WHAT THE EXERCISE ASKS: When you write out the listing, keep every character and omit the pictures.

DATA RECORDS:
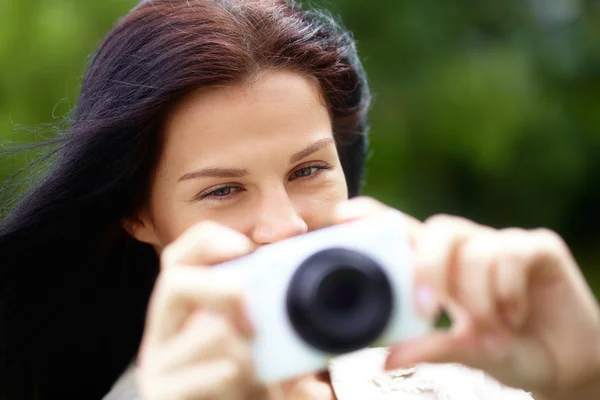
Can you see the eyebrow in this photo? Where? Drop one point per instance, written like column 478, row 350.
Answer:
column 313, row 148
column 215, row 173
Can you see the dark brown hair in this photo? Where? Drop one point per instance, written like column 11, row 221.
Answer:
column 74, row 286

FINISHED EXERCISE:
Can you see the eyebrow in this photo? Where? Drop one point per instance, written like column 478, row 350.
Answer:
column 313, row 148
column 215, row 173
Can you see the dark brown hair in this photo? Where? Drop one point per instance, written like column 11, row 221.
Answer:
column 74, row 286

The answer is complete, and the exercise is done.